Exercise details – Extract every line starting at the line that contains "stone archway, writing" and ending with the final line of the data, inclusive; give only those lines, word for word.

Data extract –
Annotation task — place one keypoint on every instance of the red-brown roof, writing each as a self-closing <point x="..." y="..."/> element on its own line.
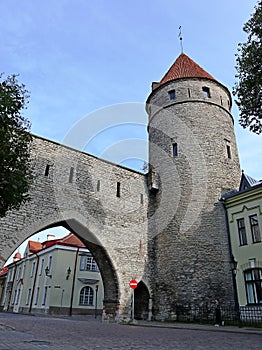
<point x="34" y="247"/>
<point x="184" y="67"/>
<point x="71" y="239"/>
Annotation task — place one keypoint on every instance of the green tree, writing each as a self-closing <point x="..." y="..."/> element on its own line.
<point x="248" y="89"/>
<point x="15" y="174"/>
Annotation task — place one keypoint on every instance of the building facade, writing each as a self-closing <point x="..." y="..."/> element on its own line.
<point x="244" y="212"/>
<point x="58" y="276"/>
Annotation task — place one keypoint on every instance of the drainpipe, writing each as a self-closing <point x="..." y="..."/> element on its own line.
<point x="237" y="309"/>
<point x="33" y="289"/>
<point x="73" y="284"/>
<point x="11" y="291"/>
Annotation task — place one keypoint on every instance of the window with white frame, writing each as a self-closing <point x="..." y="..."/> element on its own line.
<point x="88" y="263"/>
<point x="242" y="231"/>
<point x="254" y="227"/>
<point x="253" y="282"/>
<point x="44" y="295"/>
<point x="32" y="269"/>
<point x="28" y="297"/>
<point x="41" y="267"/>
<point x="86" y="296"/>
<point x="37" y="295"/>
<point x="206" y="92"/>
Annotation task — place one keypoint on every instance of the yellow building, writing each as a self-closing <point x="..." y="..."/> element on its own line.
<point x="244" y="213"/>
<point x="58" y="276"/>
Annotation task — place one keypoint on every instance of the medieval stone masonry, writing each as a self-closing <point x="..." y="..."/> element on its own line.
<point x="166" y="229"/>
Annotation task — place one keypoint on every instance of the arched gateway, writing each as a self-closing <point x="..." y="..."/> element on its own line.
<point x="71" y="189"/>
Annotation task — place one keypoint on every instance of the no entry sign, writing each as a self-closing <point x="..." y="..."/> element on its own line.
<point x="133" y="284"/>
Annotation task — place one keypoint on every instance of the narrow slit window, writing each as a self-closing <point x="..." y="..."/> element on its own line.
<point x="206" y="92"/>
<point x="47" y="168"/>
<point x="175" y="150"/>
<point x="172" y="94"/>
<point x="228" y="152"/>
<point x="71" y="174"/>
<point x="98" y="186"/>
<point x="118" y="189"/>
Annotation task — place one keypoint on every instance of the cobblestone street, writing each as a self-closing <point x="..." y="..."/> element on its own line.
<point x="26" y="332"/>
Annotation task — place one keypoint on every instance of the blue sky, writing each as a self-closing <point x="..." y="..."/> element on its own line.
<point x="77" y="57"/>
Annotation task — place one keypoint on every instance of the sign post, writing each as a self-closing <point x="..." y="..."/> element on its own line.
<point x="133" y="285"/>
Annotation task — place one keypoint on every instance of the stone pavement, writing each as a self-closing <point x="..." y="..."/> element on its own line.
<point x="26" y="332"/>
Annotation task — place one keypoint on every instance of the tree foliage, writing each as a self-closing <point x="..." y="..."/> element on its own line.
<point x="248" y="89"/>
<point x="15" y="141"/>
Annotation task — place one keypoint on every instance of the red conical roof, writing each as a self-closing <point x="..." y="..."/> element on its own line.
<point x="184" y="67"/>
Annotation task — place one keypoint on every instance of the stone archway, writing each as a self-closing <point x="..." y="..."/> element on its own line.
<point x="142" y="301"/>
<point x="79" y="192"/>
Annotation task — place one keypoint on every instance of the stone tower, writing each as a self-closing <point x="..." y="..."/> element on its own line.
<point x="193" y="159"/>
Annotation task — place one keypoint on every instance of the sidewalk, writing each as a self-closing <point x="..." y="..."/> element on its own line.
<point x="198" y="327"/>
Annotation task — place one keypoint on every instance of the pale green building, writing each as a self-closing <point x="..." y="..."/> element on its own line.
<point x="58" y="276"/>
<point x="244" y="213"/>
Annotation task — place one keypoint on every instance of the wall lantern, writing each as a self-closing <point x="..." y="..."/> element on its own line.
<point x="47" y="272"/>
<point x="233" y="264"/>
<point x="68" y="272"/>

Exercise solution –
Annotation task — place one keypoint on every instance of the stone archway, writing each as a self-closing <point x="..." y="..."/> element on its own line.
<point x="142" y="301"/>
<point x="79" y="192"/>
Annotation task — place one keypoint on every instance of the stone tower, writing each as a self-closing <point x="..." y="..."/> element on its own line.
<point x="193" y="159"/>
Annotation task — place one keypoint on every instance of the sidewalk, writing each as a self-closing <point x="..." y="..."/> element on its own line.
<point x="198" y="327"/>
Annotation task — place one keypoint on every instance of the pale green building, writing each as a self-closing <point x="..." y="..."/> element on its own line.
<point x="58" y="276"/>
<point x="244" y="213"/>
Annotation task — place one keypoint on every instance of the wall lantern, writing each as a self-closing <point x="..." y="..."/> element on its own line.
<point x="47" y="272"/>
<point x="233" y="264"/>
<point x="68" y="272"/>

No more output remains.